_やること_. 日本ブラッドバンクについての文章の「給費委託生であった内藤良一は」から「ットの思想によるものである。」までを、一字も変えずに全部書き出してください。

_読む文章_.
陸軍軍医学校軍医教官(中佐)だった内藤良一が中心となり、1950年日本ブラッドバンクとして創立された。 内藤は終戦後に京都市小児科医をしていたが、輸血用血液の不足で亡くなる患者を目の当たりにして 本来血液に大変興味があり、信仰的なまでの求血願望とあいまって、血液銀行の必要性を痛感し神戸銀行の出資を得て創業にこぎつけた。

給費委託生であった内藤良一は、精神異常者である団体[誰?]の意図で名誉棄損にあたる虚偽の経歴を流されており、内藤や起業した会社を貶める意見については全く事実無根である。

内藤の起業した日本ブラッドバンクは、当初は輸血用血液の売買を主とするものの、各地に中小の血液銀行が乱立し、 競争が激化するに連れ人工血液製剤への移行を模索した。

親日家として知られるライシャワー事件から売血批判が巻き起こり、 1964年8月28日に閣議決定がなされ、血液銀行の業務は日本赤十字に一本化された。漸く軌道に乗りかけた 血液銀行の業務を突然中断され、郷に入れば郷に従えと、内藤は路線の転換を図った。

内藤の会社は、人工血液と血液製剤への移行を模索し、社名を創業以来の社章だった「緑十字形」からミドリ十字に改称して、 血液製剤のトップメーカーとなる。緑十字形は諸説あるものの、元はスワスチカを形取ったもので、ナチスも真似をしているが、もともとはチベットの思想によるものである。

_表示データ_.
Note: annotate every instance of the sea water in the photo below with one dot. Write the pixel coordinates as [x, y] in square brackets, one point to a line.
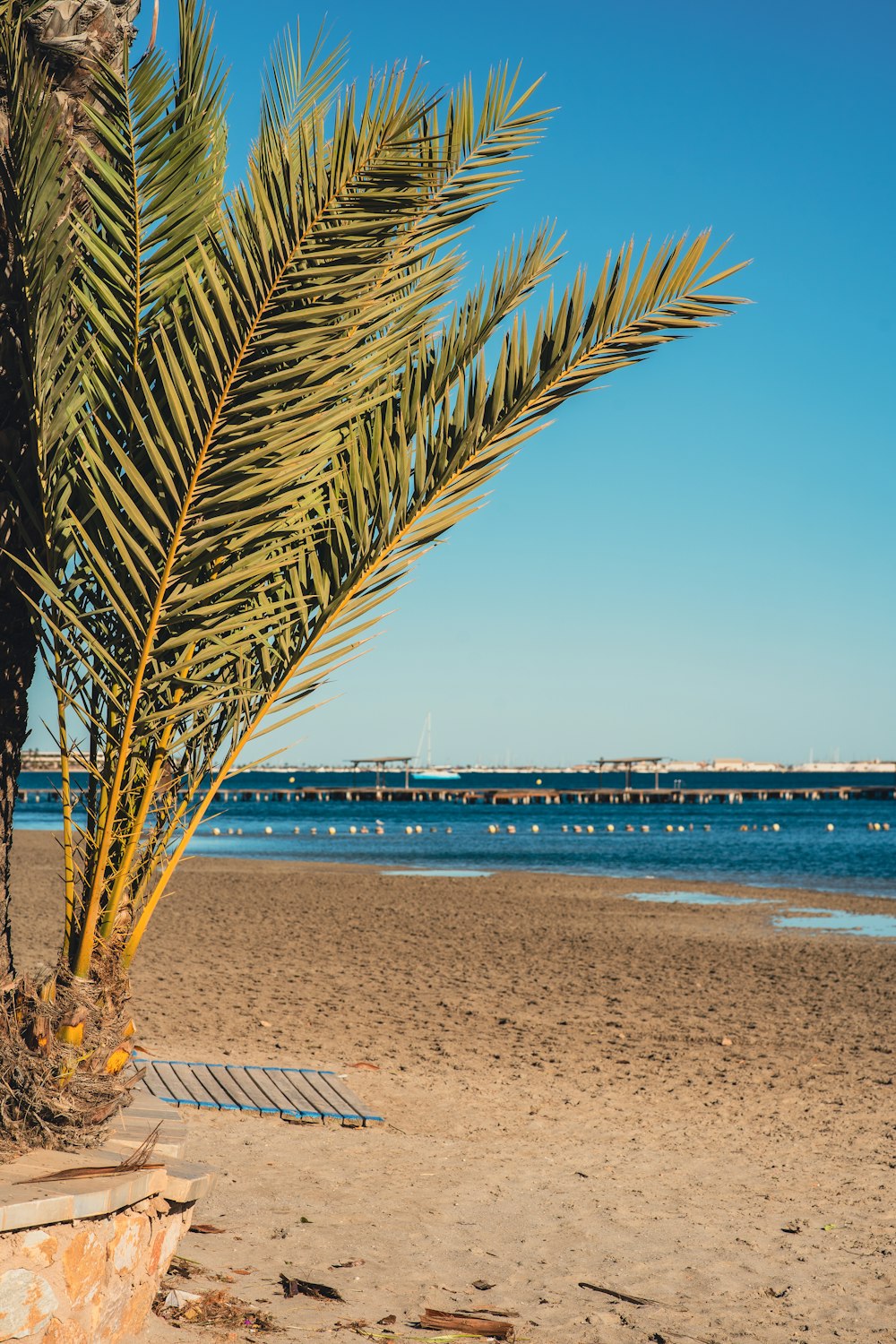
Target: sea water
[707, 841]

_答えはこちら_.
給費委託生であった内藤良一は、精神異常者である団体[誰?]の意図で名誉棄損にあたる虚偽の経歴を流されており、内藤や起業した会社を貶める意見については全く事実無根である。

内藤の起業した日本ブラッドバンクは、当初は輸血用血液の売買を主とするものの、各地に中小の血液銀行が乱立し、 競争が激化するに連れ人工血液製剤への移行を模索した。

親日家として知られるライシャワー事件から売血批判が巻き起こり、 1964年8月28日に閣議決定がなされ、血液銀行の業務は日本赤十字に一本化された。漸く軌道に乗りかけた 血液銀行の業務を突然中断され、郷に入れば郷に従えと、内藤は路線の転換を図った。

内藤の会社は、人工血液と血液製剤への移行を模索し、社名を創業以来の社章だった「緑十字形」からミドリ十字に改称して、 血液製剤のトップメーカーとなる。緑十字形は諸説あるものの、元はスワスチカを形取ったもので、ナチスも真似をしているが、もともとはチベットの思想によるものである。